**STATED PROBLEM:**
Which lines in the listing below contain the string "pavement"? Pull out each of them and copy it in full.

**DATASET CONTENT:**
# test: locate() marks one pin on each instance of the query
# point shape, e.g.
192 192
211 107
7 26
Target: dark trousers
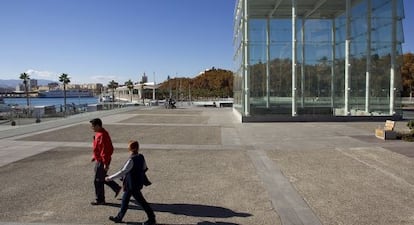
100 174
141 201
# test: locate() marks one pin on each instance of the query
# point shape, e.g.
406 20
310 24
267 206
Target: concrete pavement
207 168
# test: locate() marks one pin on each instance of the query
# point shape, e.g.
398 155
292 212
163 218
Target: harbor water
33 102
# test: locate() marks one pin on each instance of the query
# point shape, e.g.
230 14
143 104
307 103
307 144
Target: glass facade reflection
313 58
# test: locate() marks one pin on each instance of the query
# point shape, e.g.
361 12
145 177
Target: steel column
294 43
347 56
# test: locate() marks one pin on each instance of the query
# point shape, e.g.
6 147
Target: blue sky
100 40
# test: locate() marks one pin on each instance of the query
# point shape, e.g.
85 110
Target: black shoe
115 219
150 222
98 203
117 192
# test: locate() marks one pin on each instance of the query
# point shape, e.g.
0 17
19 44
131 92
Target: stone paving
207 168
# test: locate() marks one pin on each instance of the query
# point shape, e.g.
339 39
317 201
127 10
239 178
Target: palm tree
64 78
113 85
130 86
25 77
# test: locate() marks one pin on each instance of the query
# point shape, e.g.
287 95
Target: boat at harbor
3 106
70 93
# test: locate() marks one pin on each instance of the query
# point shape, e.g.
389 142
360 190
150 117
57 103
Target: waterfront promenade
207 168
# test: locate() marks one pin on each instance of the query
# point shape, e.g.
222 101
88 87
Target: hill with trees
212 83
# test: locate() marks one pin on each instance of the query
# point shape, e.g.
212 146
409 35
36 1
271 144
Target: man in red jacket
102 152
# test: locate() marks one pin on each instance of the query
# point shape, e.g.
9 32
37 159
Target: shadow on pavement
200 223
194 210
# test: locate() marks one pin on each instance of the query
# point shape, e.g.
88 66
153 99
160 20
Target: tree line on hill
212 83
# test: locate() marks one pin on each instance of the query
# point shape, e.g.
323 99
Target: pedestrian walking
134 178
102 154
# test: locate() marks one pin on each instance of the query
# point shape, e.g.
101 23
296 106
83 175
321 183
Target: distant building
144 78
316 59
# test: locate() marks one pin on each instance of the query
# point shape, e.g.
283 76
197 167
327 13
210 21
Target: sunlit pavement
207 168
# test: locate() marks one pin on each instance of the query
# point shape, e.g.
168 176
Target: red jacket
102 147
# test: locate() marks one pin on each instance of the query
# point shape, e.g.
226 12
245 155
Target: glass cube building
299 60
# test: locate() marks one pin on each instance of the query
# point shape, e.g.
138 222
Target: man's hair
96 121
133 146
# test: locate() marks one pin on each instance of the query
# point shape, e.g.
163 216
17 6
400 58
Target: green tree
407 73
25 77
130 85
64 78
113 85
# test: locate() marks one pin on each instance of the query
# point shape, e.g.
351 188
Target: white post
333 64
302 67
368 70
393 56
294 58
268 63
246 60
153 89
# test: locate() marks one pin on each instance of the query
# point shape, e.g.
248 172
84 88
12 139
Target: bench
387 132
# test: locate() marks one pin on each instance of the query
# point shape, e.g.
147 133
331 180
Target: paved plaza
209 169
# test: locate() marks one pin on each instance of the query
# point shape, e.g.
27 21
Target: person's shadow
195 210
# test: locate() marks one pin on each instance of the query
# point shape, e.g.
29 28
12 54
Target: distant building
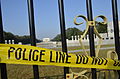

**TASK RESULT:**
Target: concrete pavement
Target: shadow on pavement
Target: sunlit pavement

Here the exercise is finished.